# [Your goal]
Retype the data exactly, leaving nothing out.

# [Data provided]
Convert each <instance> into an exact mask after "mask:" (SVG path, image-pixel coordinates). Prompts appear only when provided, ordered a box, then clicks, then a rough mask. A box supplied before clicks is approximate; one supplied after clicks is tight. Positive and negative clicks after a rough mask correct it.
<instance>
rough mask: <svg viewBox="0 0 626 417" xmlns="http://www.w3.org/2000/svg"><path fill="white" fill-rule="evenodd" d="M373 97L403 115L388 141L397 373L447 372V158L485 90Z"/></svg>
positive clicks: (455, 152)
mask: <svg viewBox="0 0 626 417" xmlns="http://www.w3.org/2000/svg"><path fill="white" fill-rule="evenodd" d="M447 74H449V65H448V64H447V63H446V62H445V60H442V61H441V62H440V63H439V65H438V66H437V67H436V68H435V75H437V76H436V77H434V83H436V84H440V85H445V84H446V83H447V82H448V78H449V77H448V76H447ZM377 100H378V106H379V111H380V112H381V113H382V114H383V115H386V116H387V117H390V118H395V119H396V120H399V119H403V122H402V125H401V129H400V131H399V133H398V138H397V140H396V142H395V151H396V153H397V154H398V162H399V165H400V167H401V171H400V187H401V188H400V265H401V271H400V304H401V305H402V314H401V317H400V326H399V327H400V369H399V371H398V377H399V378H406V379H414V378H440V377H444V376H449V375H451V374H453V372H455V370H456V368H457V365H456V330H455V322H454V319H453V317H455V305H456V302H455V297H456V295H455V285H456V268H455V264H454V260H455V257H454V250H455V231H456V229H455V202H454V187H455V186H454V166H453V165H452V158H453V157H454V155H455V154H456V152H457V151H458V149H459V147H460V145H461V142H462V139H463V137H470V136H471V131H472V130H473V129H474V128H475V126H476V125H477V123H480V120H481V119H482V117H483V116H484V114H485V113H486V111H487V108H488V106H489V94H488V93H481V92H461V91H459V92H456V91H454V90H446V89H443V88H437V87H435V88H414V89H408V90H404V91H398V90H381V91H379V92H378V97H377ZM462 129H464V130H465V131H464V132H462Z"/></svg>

# [Answer section]
Convert each <instance> into an exact mask after "mask:" (SVG path, image-pixel coordinates). Prompts appear only when provided, ordered a box, then clicks, then a rough mask. A box supplied before clicks is approximate; one supplied after clicks is tight. Positive and negative clicks after a rough mask correct it.
<instance>
rough mask: <svg viewBox="0 0 626 417" xmlns="http://www.w3.org/2000/svg"><path fill="white" fill-rule="evenodd" d="M373 97L403 115L388 141L397 373L447 372V158L485 90Z"/></svg>
positive clicks: (455, 152)
mask: <svg viewBox="0 0 626 417" xmlns="http://www.w3.org/2000/svg"><path fill="white" fill-rule="evenodd" d="M447 74H449V65H448V64H447V63H446V62H445V60H442V61H441V62H440V63H439V65H438V66H437V67H436V68H435V75H437V76H436V77H434V83H436V84H440V85H445V84H446V83H447V82H448V78H449V77H448V76H447ZM377 100H378V106H379V111H380V112H381V113H382V114H383V115H386V116H387V117H390V118H395V119H396V120H399V119H403V122H402V125H401V129H400V131H399V133H398V138H397V140H396V142H395V151H396V153H397V154H398V162H399V165H400V167H401V171H400V187H401V188H400V265H401V271H400V304H401V305H402V314H401V317H400V326H399V327H400V369H399V371H398V377H399V378H406V379H414V378H440V377H444V376H449V375H451V374H453V372H455V370H456V368H457V365H456V330H455V322H454V319H453V317H455V305H456V302H455V297H456V295H455V285H456V268H455V264H454V260H455V257H454V250H455V231H456V229H455V202H454V187H455V186H454V166H453V165H452V158H453V157H454V155H455V154H456V152H457V151H458V149H459V147H460V145H461V142H462V139H463V137H470V136H471V131H472V130H473V129H474V128H475V126H476V125H477V123H480V120H481V119H482V117H483V116H484V114H485V113H486V111H487V108H488V106H489V94H488V93H481V92H461V91H459V92H456V91H454V90H446V89H443V88H437V87H435V88H414V89H408V90H404V91H398V90H381V91H379V92H378V97H377ZM462 129H464V130H465V131H464V132H462Z"/></svg>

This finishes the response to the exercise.